**Text segment:**
--------------------

Japanese ice hockey player (born 1998)

Yoshino Enomoto (永野元佳乃, Enomoto Yoshino) is a Japanese ice hockey player and member of the Japanese national team, currently playing with the Seibu Princess Rabbits in the Women's Japan Ice Hockey League (WJIHL) and the All-Japan Women's Ice Hockey Championship.

== Playing career ==
As a junior player with the Japanese national under-18 team, she participated in the Top Division tournaments of the IIHF U18 Women's World Championship in 2014 and 2015, and in the Division I tournament in 2016.

Enomoto debuted with the senior national team during the 2016–17 season, participating in the 2017 IIHF Women's World Championship Division I Group A and in the qualification tournament for the 2018 Winter Olympics. She won a gold medal in the women's ice hockey tournament at the 2017 Asian Winter Games in Sapporo.

A two-time FISU World University Games medalist, she won a bronze medal in the women's ice hockey tournament at the 2019 Winter Universiade in Krasnoyarsk and a silver medal in the women's ice hockey tournament at the 2023 Winter World University Games in Lake Placid, New York, during which she served as Japan's captain.

She represented Japan at the IIHF Women's World Championship in 2019 and 2022.

--------------------

**Tasks to carry out:**
• a. Repeat everything in the passage on Yoshino Enomoto from "Enomoto debuted with" down to "Games in Sapporo.".
• b. Translate this sentence from the passage on Yoshino Enomoto into Spanish: "She represented Japan at the IIHF Women's World Championship in 2019 and 2022."
The lines that come next are separate material and have no connection to the passage on Yoshino Enomoto.

**Exercise data:**
--------------------

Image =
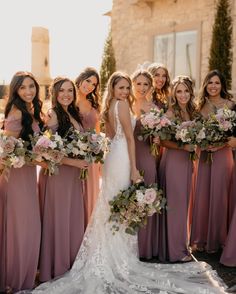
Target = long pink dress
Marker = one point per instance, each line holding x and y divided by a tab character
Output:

--------------------

**Responses for each task:**
• a.
Enomoto debuted with the senior national team during the 2016–17 season, participating in the 2017 IIHF Women's World Championship Division I Group A and in the qualification tournament for the 2018 Winter Olympics. She won a gold medal in the women's ice hockey tournament at the 2017 Asian Winter Games in Sapporo.

• b. Ella representó a Japón en el Campeonato Mundial Femenino de la IIHF en 2019 y 2022.